> [WRITTEN TASK 1]:
Using the voting post below, answer each question on its own line:
(a) Which address wrote the message that Rob Lanphier quotes?
(b) On what date and at what time was Rob Lanphier's reply posted?
(c) According to the reply, what does a voter who considers someone an extremist do with that candidate on the ballot?
> [WRITTEN TASK 2]:
Reproduce word for word the part of the voting post below, from "A voter who" up to and including "voter wanted.".

> [DOCUMENT PASSAGE]:
════════

[EM] Multiple Same Choices
Rob Lanphier
robla at eskimo.com
Mon Feb 26 08:15:03 PST 1996
On Mon, 26 Feb 1996 DEMOREP1 at aol.com wrote:
> Answer. In a single winner case, a voter may (a) equally approve 2 or more
> candidates for the office at a given choice level (first, second, etc.)
> and/or (b) not want his/her second (or later) choice vote(s) to help elect a
> person who he/she regards as an extremist (and may only "strategically" vote
> for such an extremist to offset some other voter's vote for some even worse
> extremist).
A voter who considers someone an extremist won't rank that candidate, or
rank them very low, only above someone who is *even more* extreme. Their
vote will never help that candidate get elected, except when the
alternative is even more extreme, in which case it is exactly what that
voter wanted.

════════

> [SUPPLIED DATA]:
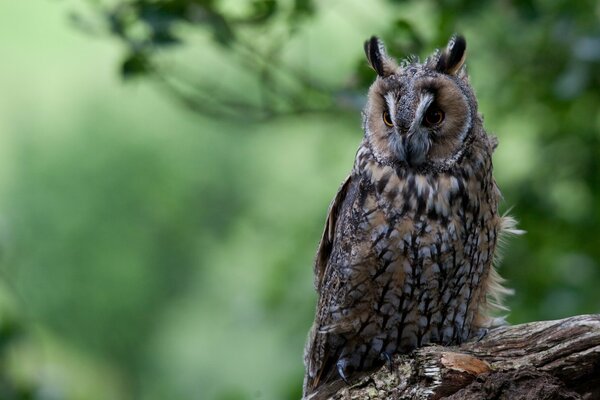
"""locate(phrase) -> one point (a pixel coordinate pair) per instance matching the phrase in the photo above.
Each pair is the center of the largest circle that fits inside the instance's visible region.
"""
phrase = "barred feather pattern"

════════

> [TASK ANSWER 1]:
(a) DEMOREP1 at aol.com
(b) Mon Feb 26 08:15:03 PST 1996
(c) The voter won't rank that candidate, or ranks them very low, only above someone who is even more extreme.

> [TASK ANSWER 2]:
A voter who considers someone an extremist won't rank that candidate, or
rank them very low, only above someone who is *even more* extreme. Their
vote will never help that candidate get elected, except when the
alternative is even more extreme, in which case it is exactly what that
voter wanted.